* [QUOTED PASSAGE]:
_ _ _ _ _ _ _
There may come a time in your life that you will not be able to make medical decisions for yourself. During that time, you will need someone, a loved one with your best interests at heart, to make these decisions for you. You will need someone to be your medical power of attorney. There are a few steps that will need to happen to make this a possibility:

1. Determine whether you need to create medical power of attorney

There may come a time when you are not able to make your own medical decisions and processes must be put in place that will allow you to get the medical treatment you would like. You will first need to decide to create your living will, which also might be called an “advance medical directive.” This document will spell out exactly how you want to be taken care of should you be unable to say that yourself. It also allows you to assign someone to be your agent (also known as a surrogate or a patient advocate). This person will be responsible for taking care of your best interests that are not stated in your living will.

2. Creating a Physician Orders for Life-Sustaining Treatment (POLST)
_ _ _ _ _ _ _
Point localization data
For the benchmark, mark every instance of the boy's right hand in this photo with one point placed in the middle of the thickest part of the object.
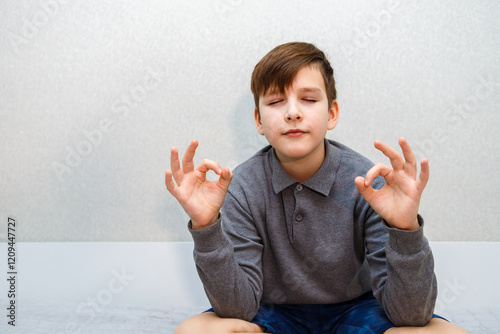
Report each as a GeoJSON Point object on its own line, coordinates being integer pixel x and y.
{"type": "Point", "coordinates": [200, 198]}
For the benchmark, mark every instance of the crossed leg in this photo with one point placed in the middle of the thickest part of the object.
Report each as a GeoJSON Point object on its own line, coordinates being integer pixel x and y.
{"type": "Point", "coordinates": [210, 323]}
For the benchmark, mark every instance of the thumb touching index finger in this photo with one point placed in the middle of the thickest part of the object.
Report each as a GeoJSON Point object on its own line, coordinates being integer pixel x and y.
{"type": "Point", "coordinates": [225, 177]}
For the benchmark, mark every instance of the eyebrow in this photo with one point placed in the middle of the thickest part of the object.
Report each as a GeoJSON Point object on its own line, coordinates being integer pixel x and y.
{"type": "Point", "coordinates": [310, 90]}
{"type": "Point", "coordinates": [300, 90]}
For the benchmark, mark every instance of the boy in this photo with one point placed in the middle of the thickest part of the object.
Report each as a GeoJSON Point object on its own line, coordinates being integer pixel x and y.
{"type": "Point", "coordinates": [298, 241]}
_ _ _ _ _ _ _
* [WHAT THIS EXERCISE ASKS]:
1 > Copy the part of the medical power of attorney passage between "There may come a time when" and "Life-Sustaining Treatment (POLST)", inclusive, word for word.
2 > Based on the medical power of attorney passage, decide whether each statement agrees with it. Answer yes or no, and quote the words that decide it.
(a) The living will may also be called an advance medical directive.
(b) The agent is responsible only for the interests stated in the living will.
(c) The agent may also be called a surrogate or a patient advocate.
3 > Continue the medical power of attorney passage from where it stops.

* [RESPONSE LIST]:
1 >
There may come a time when you are not able to make your own medical decisions and processes must be put in place that will allow you to get the medical treatment you would like. You will first need to decide to create your living will, which also might be called an “advance medical directive.” This document will spell out exactly how you want to be taken care of should you be unable to say that yourself. It also allows you to assign someone to be your agent (also known as a surrogate or a patient advocate). This person will be responsible for taking care of your best interests that are not stated in your living will.

2. Creating a Physician Orders for Life-Sustaining Treatment (POLST)

2 >
(a) Yes: "which also might be called an “advance medical directive.”"
(b) No: "This person will be responsible for taking care of your best interests that are not stated in your living will."
(c) Yes: "(also known as a surrogate or a patient advocate)"

3 >
This document will allow you to answer how you would like to be treated if a common medical crisis arises. It is important to know that this document is valid in many states but is not valid in all states, so be sure to check with your state laws before relying on this. You can fill this document out with your physician, and he/she will sign it once the document is completed. Be sure to send your completed form to your state’s POLST registry so it will accessible to a doctor should the need arise.

3. Recognize the varieties of power of attorney

A springing (or conditional) power of attorney will only become active if you become incapacitated for a certain set of circumstances happens. On the other end, a durable power of attorney will become effective immediately after the decision is made.

4. Be cautious when deciding who will be your medical power of attorney

There are many people you know in your life and not all of them should have medical power of attorney over your wellbeing. It is important to be cautious when choosing this person. This person should be assertive, live within a reasonable number of miles, and know what your ultimate wishes are.

5. Consult with an attorney

It is important to get your attorney to draft your medical power of attorney document. He or she will be able to run through different potential situations that may occur and what treatment you would like in those situations.

6. Fill out the medical power of attorney form

There are templates of the form online which are easily accessible so you could draft the medical power of attorney yourself, if you choose to. Each state should also have an available form that should be on the state’s Department of Human Services website.

7. Have your form notarized

You will need to take your completed form to a notary and sign it in front of the notary. Usually, a notary can be found at a bank or a hospital. You will need to provide valid personal identification and so will any witnesses.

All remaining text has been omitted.